Records to process section start
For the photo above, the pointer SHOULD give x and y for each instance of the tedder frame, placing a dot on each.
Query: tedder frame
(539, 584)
Records to process section end
Records to process section start
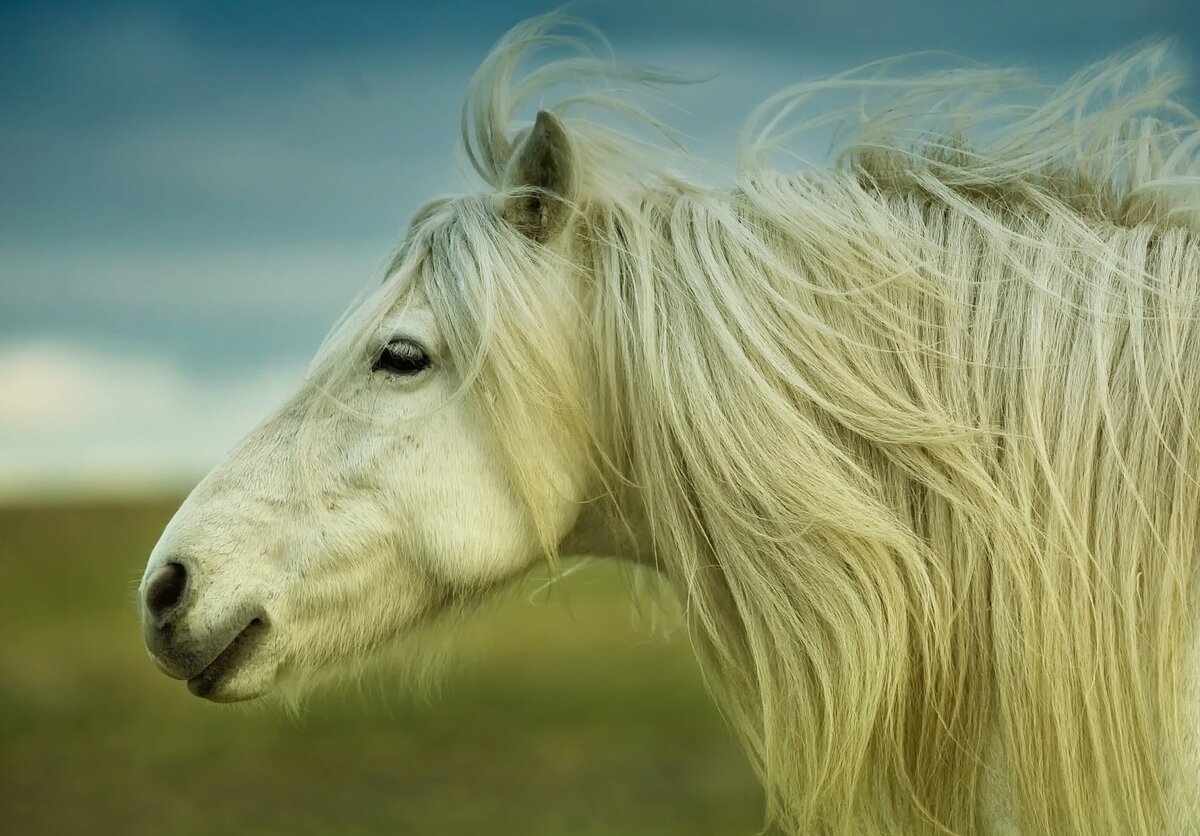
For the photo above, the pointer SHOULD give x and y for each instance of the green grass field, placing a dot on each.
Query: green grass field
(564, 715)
Records to process section end
> [Your goal] Whenever a line of the data includes "instance", copy that line.

> [Response to the task]
For the photo above, the pointer SHOULD give x and y for each instance of the tedder frame, placing a dot on each.
For the photo above, the pointer SHOULD give x and y for each instance of the green grass field, placing a dot on each.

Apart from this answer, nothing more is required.